DATA EXTRACT Start Marker

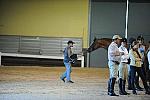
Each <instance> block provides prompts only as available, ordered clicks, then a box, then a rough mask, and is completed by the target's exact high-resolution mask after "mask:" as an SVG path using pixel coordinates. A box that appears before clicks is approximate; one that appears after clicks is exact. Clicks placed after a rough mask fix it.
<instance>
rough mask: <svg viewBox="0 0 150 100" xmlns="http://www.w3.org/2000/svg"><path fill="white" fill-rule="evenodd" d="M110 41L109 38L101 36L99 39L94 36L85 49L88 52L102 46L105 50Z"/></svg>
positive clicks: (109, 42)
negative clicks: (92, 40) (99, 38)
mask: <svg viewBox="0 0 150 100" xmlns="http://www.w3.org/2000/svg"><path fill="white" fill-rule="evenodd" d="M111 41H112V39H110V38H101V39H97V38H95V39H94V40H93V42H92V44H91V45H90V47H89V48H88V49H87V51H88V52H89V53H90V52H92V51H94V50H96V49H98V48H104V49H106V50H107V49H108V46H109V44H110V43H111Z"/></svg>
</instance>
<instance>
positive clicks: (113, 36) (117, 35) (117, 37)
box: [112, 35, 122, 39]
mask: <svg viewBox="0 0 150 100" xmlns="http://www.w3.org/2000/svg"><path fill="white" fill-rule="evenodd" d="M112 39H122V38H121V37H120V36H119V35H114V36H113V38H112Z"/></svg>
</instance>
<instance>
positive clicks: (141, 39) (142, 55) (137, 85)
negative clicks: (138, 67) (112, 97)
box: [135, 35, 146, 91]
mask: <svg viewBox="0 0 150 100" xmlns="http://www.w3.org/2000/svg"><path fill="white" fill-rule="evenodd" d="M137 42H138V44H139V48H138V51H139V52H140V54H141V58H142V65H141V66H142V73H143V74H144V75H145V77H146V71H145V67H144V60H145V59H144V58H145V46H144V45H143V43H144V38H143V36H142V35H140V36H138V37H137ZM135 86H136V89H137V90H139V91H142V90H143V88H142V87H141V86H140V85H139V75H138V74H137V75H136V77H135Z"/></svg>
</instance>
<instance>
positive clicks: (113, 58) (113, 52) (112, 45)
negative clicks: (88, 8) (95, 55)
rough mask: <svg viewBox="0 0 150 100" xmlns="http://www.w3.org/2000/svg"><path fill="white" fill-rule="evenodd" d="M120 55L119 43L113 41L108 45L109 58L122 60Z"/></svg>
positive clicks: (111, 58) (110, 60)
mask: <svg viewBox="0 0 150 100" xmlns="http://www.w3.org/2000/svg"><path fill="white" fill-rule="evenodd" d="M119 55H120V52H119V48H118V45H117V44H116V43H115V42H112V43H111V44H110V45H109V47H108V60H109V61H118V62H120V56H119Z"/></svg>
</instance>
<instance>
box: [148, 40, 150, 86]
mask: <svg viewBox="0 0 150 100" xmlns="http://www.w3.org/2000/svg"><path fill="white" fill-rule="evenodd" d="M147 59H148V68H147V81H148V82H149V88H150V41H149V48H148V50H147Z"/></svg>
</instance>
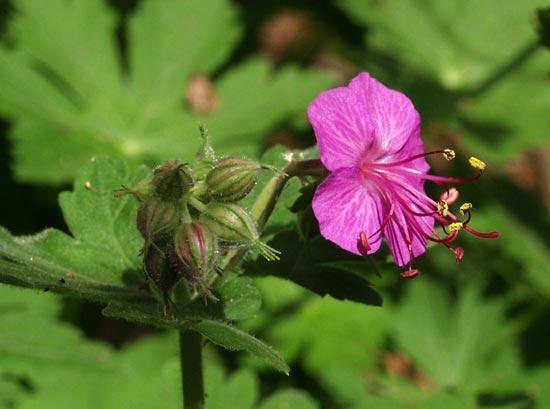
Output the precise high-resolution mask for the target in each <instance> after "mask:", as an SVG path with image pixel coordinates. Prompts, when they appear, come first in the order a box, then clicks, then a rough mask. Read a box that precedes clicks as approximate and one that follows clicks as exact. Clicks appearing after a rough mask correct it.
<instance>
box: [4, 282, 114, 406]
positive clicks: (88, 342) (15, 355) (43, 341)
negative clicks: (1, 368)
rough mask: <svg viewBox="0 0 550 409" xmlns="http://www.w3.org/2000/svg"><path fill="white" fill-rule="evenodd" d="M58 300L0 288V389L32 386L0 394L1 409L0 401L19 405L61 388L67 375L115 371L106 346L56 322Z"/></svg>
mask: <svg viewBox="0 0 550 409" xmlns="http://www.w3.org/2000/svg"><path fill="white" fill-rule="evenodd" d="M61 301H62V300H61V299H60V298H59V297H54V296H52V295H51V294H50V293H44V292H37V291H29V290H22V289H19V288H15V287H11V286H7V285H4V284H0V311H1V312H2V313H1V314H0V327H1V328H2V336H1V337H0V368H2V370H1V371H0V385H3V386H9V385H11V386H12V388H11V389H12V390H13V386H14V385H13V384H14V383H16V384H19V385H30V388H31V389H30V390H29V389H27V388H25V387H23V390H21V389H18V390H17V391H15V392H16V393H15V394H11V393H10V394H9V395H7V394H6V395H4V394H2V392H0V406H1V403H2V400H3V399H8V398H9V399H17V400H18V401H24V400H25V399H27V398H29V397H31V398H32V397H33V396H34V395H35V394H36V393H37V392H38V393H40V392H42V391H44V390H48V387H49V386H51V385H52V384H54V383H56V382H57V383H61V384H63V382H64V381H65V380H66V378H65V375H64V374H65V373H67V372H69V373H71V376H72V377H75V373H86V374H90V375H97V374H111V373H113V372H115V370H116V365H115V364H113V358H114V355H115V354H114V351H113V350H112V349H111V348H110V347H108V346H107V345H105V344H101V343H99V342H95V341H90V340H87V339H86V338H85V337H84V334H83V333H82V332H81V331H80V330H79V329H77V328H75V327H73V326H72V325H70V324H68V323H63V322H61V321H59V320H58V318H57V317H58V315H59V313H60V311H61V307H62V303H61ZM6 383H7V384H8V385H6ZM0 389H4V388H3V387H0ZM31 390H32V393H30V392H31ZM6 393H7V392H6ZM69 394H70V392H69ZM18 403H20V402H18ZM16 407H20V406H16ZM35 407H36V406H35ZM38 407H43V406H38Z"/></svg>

DATA EXTRACT End Marker

## AIM OF THE TASK
Please copy the data shown above word for word, omitting the pictures.

## RESULT BELOW
Each <instance> block provides prompts only as available, ordered clicks, then a box, then a rough mask, and is completed by the target's exact high-resolution mask after "mask:" as an SVG path using pixel coordinates. A box that appears before clicks is approximate; one that appears after clicks is exact. Clicks placed after a rough mask fix it.
<instance>
rough mask: <svg viewBox="0 0 150 100" xmlns="http://www.w3.org/2000/svg"><path fill="white" fill-rule="evenodd" d="M110 41L109 38L101 36L99 39L94 36L85 49L88 52L102 46L105 50Z"/></svg>
positive clicks: (109, 42)
negative clicks: (92, 40) (99, 38)
mask: <svg viewBox="0 0 150 100" xmlns="http://www.w3.org/2000/svg"><path fill="white" fill-rule="evenodd" d="M111 41H112V39H110V38H101V39H97V38H95V39H94V40H93V42H92V44H91V45H90V47H89V48H88V49H87V51H88V52H89V53H90V52H92V51H94V50H96V49H98V48H104V49H106V50H107V49H108V46H109V44H110V43H111Z"/></svg>
</instance>
<instance>
positive clicks: (113, 36) (117, 35) (117, 37)
box: [112, 35, 122, 39]
mask: <svg viewBox="0 0 150 100" xmlns="http://www.w3.org/2000/svg"><path fill="white" fill-rule="evenodd" d="M112 39H122V38H121V37H120V36H119V35H114V36H113V38H112Z"/></svg>
</instance>
<instance>
positive clicks: (141, 39) (142, 55) (137, 85)
negative clicks: (138, 67) (112, 97)
box: [135, 35, 146, 91]
mask: <svg viewBox="0 0 150 100" xmlns="http://www.w3.org/2000/svg"><path fill="white" fill-rule="evenodd" d="M137 42H138V44H139V48H138V51H139V52H140V54H141V58H142V65H141V66H142V73H143V74H144V75H145V77H146V71H145V67H144V60H145V59H144V58H145V46H144V45H143V43H144V38H143V36H142V35H140V36H138V37H137ZM135 86H136V89H137V90H139V91H142V90H143V88H142V87H141V86H140V85H139V75H138V74H137V75H136V77H135Z"/></svg>
</instance>
<instance>
positive clicks: (113, 58) (113, 52) (112, 45)
negative clicks: (88, 8) (95, 55)
rough mask: <svg viewBox="0 0 150 100" xmlns="http://www.w3.org/2000/svg"><path fill="white" fill-rule="evenodd" d="M120 55L119 43L113 41L108 45L109 58L122 60Z"/></svg>
positive clicks: (111, 58) (110, 60)
mask: <svg viewBox="0 0 150 100" xmlns="http://www.w3.org/2000/svg"><path fill="white" fill-rule="evenodd" d="M119 55H120V52H119V48H118V45H117V44H116V43H115V42H112V43H111V44H110V45H109V47H108V60H109V61H118V62H120V56H119Z"/></svg>
</instance>
<instance>
box: [148, 40, 150, 86]
mask: <svg viewBox="0 0 150 100" xmlns="http://www.w3.org/2000/svg"><path fill="white" fill-rule="evenodd" d="M147 59H148V68H147V81H148V82H149V88H150V41H149V48H148V50H147Z"/></svg>
</instance>
Output the precise high-resolution mask for the target in each <instance> after "mask:", as an SVG path with image pixel coordinates. Prompts, when they appear, come first in the order a box, then clicks, then a rough mask. Read a box that precedes clicks as approximate and one that follows clicks as exact. Clicks appearing after a rough mask correct it.
<instance>
box: [4, 282, 114, 406]
positive clicks: (88, 342) (15, 355) (43, 341)
negative clicks: (1, 368)
rough mask: <svg viewBox="0 0 550 409" xmlns="http://www.w3.org/2000/svg"><path fill="white" fill-rule="evenodd" d="M58 300L0 288V389L32 386L0 394L1 409L0 401L19 405L61 388L67 375L115 371L106 346L56 322Z"/></svg>
mask: <svg viewBox="0 0 550 409" xmlns="http://www.w3.org/2000/svg"><path fill="white" fill-rule="evenodd" d="M61 301H62V300H61V299H60V298H59V297H54V296H52V295H51V294H50V293H44V292H37V291H29V290H22V289H19V288H15V287H11V286H7V285H4V284H0V311H1V312H2V313H1V314H0V327H1V328H2V336H1V337H0V368H2V370H1V371H0V385H3V386H9V385H11V386H12V388H11V389H12V390H13V386H14V385H13V384H14V383H16V384H19V385H30V388H31V389H30V390H29V389H27V388H25V387H23V390H21V389H18V390H17V391H15V392H16V393H15V394H11V393H10V394H9V395H7V394H6V395H4V394H2V392H0V406H1V403H2V400H3V399H8V398H9V399H17V400H18V401H24V400H25V399H27V398H29V397H31V398H32V397H33V396H34V395H35V394H36V393H37V392H38V393H40V392H42V391H44V390H48V387H49V386H51V385H52V384H54V383H56V382H57V383H61V384H63V382H64V381H65V380H66V378H65V375H64V374H65V373H67V372H69V373H71V376H72V377H75V373H86V374H90V375H97V374H111V373H113V372H115V370H116V365H115V364H113V358H114V355H115V354H114V351H113V350H112V349H111V348H110V347H108V346H107V345H105V344H101V343H99V342H95V341H90V340H87V339H86V338H85V337H84V334H83V333H82V332H81V331H80V330H79V329H77V328H75V327H73V326H72V325H70V324H68V323H63V322H61V321H59V320H58V318H57V317H58V315H59V313H60V311H61V307H62V303H61ZM6 383H7V384H8V385H6ZM0 389H4V388H3V387H0ZM31 390H32V393H30V392H31ZM6 393H7V392H6ZM69 394H70V392H69ZM18 403H20V402H18ZM16 407H20V406H16ZM35 407H36V406H35ZM38 407H43V406H38Z"/></svg>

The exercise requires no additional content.